**What is being asked**
Please update the listing below by replacing "Scan for" with "Locate" everywhere it occurs, leaving everything else unchanged and omitting the pictures.

Box annotations for photos

● ● ● ● ● ● ●

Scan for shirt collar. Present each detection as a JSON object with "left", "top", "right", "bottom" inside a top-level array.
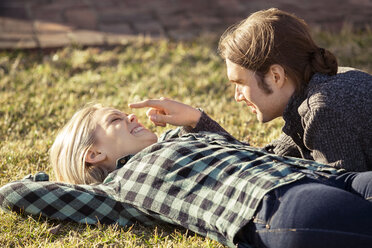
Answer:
[{"left": 116, "top": 155, "right": 133, "bottom": 169}]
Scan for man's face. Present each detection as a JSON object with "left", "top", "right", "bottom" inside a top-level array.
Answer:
[
  {"left": 94, "top": 108, "right": 157, "bottom": 171},
  {"left": 226, "top": 59, "right": 282, "bottom": 122}
]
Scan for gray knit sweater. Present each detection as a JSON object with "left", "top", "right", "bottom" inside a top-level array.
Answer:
[{"left": 265, "top": 68, "right": 372, "bottom": 171}]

● ● ● ● ● ● ●

**Problem solution**
Locate shirt collar. Present each detection as a JSON object with "left", "top", "right", "bottom" inside a top-level array.
Answer:
[{"left": 116, "top": 155, "right": 133, "bottom": 169}]
Locate man's face. Present each detection as a JSON object with "left", "top", "right", "bottom" inside a top-level array.
Answer:
[
  {"left": 94, "top": 108, "right": 157, "bottom": 171},
  {"left": 226, "top": 59, "right": 282, "bottom": 122}
]
Locate gray knit sweater. Present each detection as a JSON object with "left", "top", "right", "bottom" inside a top-level array.
Answer:
[{"left": 265, "top": 68, "right": 372, "bottom": 171}]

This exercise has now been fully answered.